Goal of the exercise
Reproduce the listing below with "set a pin on" renamed to "place a marker on" everywhere it occurs, changing nothing else. Leave the pictures out of your copy.

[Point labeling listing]

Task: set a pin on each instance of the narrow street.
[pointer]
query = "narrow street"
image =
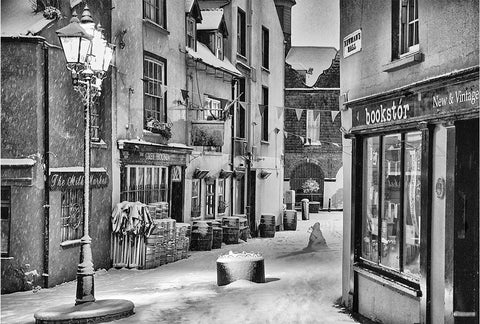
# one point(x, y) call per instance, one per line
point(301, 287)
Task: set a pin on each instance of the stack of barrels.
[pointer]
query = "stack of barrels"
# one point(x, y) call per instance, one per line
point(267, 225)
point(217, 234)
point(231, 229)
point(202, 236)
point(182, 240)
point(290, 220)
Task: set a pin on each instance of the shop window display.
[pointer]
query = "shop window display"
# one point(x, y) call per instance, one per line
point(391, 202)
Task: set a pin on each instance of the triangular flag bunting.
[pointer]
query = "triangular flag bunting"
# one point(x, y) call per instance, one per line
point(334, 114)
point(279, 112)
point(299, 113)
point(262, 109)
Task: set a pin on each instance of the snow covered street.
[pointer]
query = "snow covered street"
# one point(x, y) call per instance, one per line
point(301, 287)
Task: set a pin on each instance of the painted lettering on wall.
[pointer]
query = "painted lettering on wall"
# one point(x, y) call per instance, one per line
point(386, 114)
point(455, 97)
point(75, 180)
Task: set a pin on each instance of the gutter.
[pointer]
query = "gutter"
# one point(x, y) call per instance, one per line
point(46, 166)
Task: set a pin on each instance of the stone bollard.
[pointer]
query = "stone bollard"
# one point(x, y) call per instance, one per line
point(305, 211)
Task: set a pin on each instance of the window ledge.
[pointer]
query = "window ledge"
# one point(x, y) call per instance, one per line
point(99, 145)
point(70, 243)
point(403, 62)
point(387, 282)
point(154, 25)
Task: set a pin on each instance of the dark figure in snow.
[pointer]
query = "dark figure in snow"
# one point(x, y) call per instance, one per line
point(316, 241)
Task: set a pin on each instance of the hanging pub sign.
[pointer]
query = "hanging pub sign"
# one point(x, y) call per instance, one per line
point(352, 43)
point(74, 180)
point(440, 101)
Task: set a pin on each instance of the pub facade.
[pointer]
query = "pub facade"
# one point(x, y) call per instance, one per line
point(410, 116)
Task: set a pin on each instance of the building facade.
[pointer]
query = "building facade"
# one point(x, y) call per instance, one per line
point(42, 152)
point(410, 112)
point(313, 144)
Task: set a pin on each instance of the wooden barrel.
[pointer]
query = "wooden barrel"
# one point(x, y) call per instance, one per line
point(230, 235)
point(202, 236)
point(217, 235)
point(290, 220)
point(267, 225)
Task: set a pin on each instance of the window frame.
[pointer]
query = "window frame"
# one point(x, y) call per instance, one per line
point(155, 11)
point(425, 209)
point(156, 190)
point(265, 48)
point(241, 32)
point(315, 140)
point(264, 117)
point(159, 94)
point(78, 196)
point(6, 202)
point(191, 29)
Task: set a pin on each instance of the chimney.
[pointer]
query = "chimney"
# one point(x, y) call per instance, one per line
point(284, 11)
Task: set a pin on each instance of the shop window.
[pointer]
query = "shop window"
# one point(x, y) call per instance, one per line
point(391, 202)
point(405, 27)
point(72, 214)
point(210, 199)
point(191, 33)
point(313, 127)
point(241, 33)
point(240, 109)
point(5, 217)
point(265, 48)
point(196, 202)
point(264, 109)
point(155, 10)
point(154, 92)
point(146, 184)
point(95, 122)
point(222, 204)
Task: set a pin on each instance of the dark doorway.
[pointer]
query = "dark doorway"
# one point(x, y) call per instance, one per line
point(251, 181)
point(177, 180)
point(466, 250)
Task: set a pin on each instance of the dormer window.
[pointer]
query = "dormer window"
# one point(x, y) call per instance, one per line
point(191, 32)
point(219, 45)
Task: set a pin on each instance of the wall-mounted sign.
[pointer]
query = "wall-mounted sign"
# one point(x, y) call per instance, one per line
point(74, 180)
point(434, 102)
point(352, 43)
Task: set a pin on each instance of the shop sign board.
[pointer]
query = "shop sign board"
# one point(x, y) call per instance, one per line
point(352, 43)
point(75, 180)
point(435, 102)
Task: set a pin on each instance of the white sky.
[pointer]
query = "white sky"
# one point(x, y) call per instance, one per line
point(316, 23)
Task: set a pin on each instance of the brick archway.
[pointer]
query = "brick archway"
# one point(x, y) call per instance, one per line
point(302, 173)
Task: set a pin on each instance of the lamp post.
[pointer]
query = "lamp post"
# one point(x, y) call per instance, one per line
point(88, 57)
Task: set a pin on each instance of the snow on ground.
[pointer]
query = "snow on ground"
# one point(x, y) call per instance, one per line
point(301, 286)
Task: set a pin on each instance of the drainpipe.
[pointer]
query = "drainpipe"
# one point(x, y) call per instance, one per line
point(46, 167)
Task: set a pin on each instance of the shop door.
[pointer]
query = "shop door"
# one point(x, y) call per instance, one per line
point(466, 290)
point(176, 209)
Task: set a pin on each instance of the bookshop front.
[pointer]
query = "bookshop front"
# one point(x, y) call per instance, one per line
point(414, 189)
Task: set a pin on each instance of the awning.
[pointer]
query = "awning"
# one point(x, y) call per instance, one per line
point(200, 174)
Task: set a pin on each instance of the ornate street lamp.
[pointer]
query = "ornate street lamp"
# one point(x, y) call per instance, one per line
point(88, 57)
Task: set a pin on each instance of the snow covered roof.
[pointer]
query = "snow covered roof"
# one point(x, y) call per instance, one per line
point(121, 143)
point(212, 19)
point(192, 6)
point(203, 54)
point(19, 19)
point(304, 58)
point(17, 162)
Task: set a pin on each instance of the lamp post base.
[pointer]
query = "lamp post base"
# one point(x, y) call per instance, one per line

The reply
Task: place a marker on each instance of the narrow street.
[pointer]
query = "narrow street"
image =
# one point(x, y) call per instance, one per line
point(301, 287)
Task: place a marker on each instance of the stack of barrels.
[pointer]
query = "stack of barrels"
# one point(x, y) call per instance, one per line
point(267, 225)
point(217, 234)
point(231, 229)
point(202, 236)
point(182, 240)
point(290, 220)
Task: place a marker on each instance of the shop window display.
[pointer]
query = "shop window display"
# one point(x, y) call per instance, one per line
point(391, 202)
Task: place a marker on each instance of the triangular flag bunting.
[pointer]
query = "triangular flag bunting"
# one point(x, y) call per instance, one per line
point(334, 114)
point(279, 112)
point(299, 113)
point(262, 109)
Task: place a marker on each instance of the snow covered street.
[pointer]
query = "snow covered street"
# one point(x, y) call per instance, one per line
point(301, 287)
Task: place a marker on each instance of the painted lettering on wall.
[pointer]
query = "painted lettering on wall"
# one point(x, y) call per instance, one per line
point(386, 114)
point(455, 97)
point(75, 180)
Task: place a marker on each instance of the gutter.
[pointer]
query = "gutter"
# one point(x, y) call per instance, one per line
point(46, 166)
Task: place a marker on each instance of the stone bollard.
[pointer]
query = "stone bollard"
# one point(x, y) call per instance, one per line
point(305, 211)
Task: place a marker on each instance of the window ledge.
[pointer]
query = "window ledge"
# one point(x, y) call per instance, one per line
point(99, 145)
point(70, 243)
point(403, 62)
point(387, 282)
point(154, 25)
Task: place a marker on each instance of the dark figure in snow.
[pointer]
query = "dark figure in snow"
# one point(x, y) call per instance, one per line
point(316, 241)
Task: place a marker on each instance of the hanging pub sign.
[pointer]
query = "hanging pub sign"
# one point(x, y) call per instance, one per line
point(352, 43)
point(74, 180)
point(440, 101)
Task: place a marker on each instance of the pub facade.
[pointer]
query = "pub facade"
# one point(x, y) call per instance, one per line
point(410, 116)
Task: place a marker on each instance of the building facade.
[pointer]
query = "building facade"
# one point(x, y) call per instance, one per line
point(42, 152)
point(410, 112)
point(313, 144)
Task: place a marker on each instance of the wooden barrel.
[pointer]
query = "wooden barrel"
# one point(x, y) call per instance, one per line
point(230, 235)
point(202, 236)
point(217, 235)
point(290, 220)
point(267, 225)
Task: place a marker on each instance of the window frame.
[pointer]
query = "window frame"
# one point(x, y) call per instance, one per line
point(155, 11)
point(425, 209)
point(156, 190)
point(265, 48)
point(241, 32)
point(315, 140)
point(264, 117)
point(159, 94)
point(78, 196)
point(6, 202)
point(191, 29)
Task: place a marker on each instance of the chimney.
[pointer]
query = "chimney"
# one point(x, y) call per instance, one per line
point(284, 11)
Task: place a marker on each instance of the shop window.
[pointer]
query = "shop window"
# one point(x, y) call per instance, one per line
point(391, 202)
point(405, 27)
point(72, 214)
point(210, 199)
point(191, 33)
point(313, 127)
point(241, 33)
point(240, 109)
point(5, 217)
point(265, 48)
point(196, 202)
point(264, 109)
point(155, 10)
point(154, 92)
point(146, 184)
point(95, 122)
point(222, 204)
Task: place a marker on each instance of the dark doorway.
[pointer]
query = "dark doorway"
# one point(x, y) call per instance, one per line
point(251, 181)
point(177, 180)
point(466, 250)
Task: place a marker on each instance of the dormer window.
[pointer]
query = "dormer window"
# one point(x, y) call per instance, one per line
point(191, 32)
point(219, 45)
Task: place a marker on each instance of the wall-mounted sign.
[pointer]
query = "wall-mounted sign"
# one point(x, y) call per instance, one per line
point(74, 180)
point(434, 102)
point(352, 43)
Task: place a marker on each instance of the shop sign board.
[pointer]
query = "shop sign board"
# one point(x, y) call per instance, one per line
point(352, 43)
point(75, 180)
point(435, 102)
Task: place a marker on each instance of the white sky.
[pointer]
query = "white sky"
# one point(x, y) call per instance, one per line
point(316, 23)
Task: place a marker on each instance of the brick archway.
[pointer]
query = "brick archway"
# one point(x, y) call per instance, one per line
point(302, 173)
Task: place a marker on each instance of the lamp post.
[pointer]
query = "lamp post"
# one point(x, y) call per instance, one per line
point(88, 57)
Task: place a marker on each instance of the snow on ground.
[pointer]
query = "snow on ground"
# one point(x, y) call per instance, one per line
point(301, 286)
Task: place a marker on each instance of the drainpipe.
[pointer]
query = "drainpipe"
# one point(x, y) call per instance, one per line
point(46, 167)
Task: place a marker on each instance of the shop door.
[pointer]
query = "shop door"
# one point(x, y) call per instance, one per line
point(466, 290)
point(176, 209)
Task: place a marker on each instance of the bookshop front.
[pointer]
query = "bookshop front"
# one point(x, y) call per instance, one per line
point(414, 189)
Task: place a marker on each instance of the awning.
[pointer]
query = "awning"
# one point(x, y) call per instance, one per line
point(200, 174)
Task: place a marker on each instance of the ornate street lamp.
[pointer]
query = "ornate street lamp"
# one point(x, y) call per instance, one per line
point(88, 57)
Task: place a marker on each instance of the snow covered roof.
[pointer]
query = "snow covered roof"
# one point(x, y) call per instance, one per line
point(121, 143)
point(212, 19)
point(192, 6)
point(203, 54)
point(19, 19)
point(304, 58)
point(17, 162)
Task: place a marker on each instance of the lamp post base.
[pointer]
query = "lamp post base"
# one point(x, y) call per instance, one per line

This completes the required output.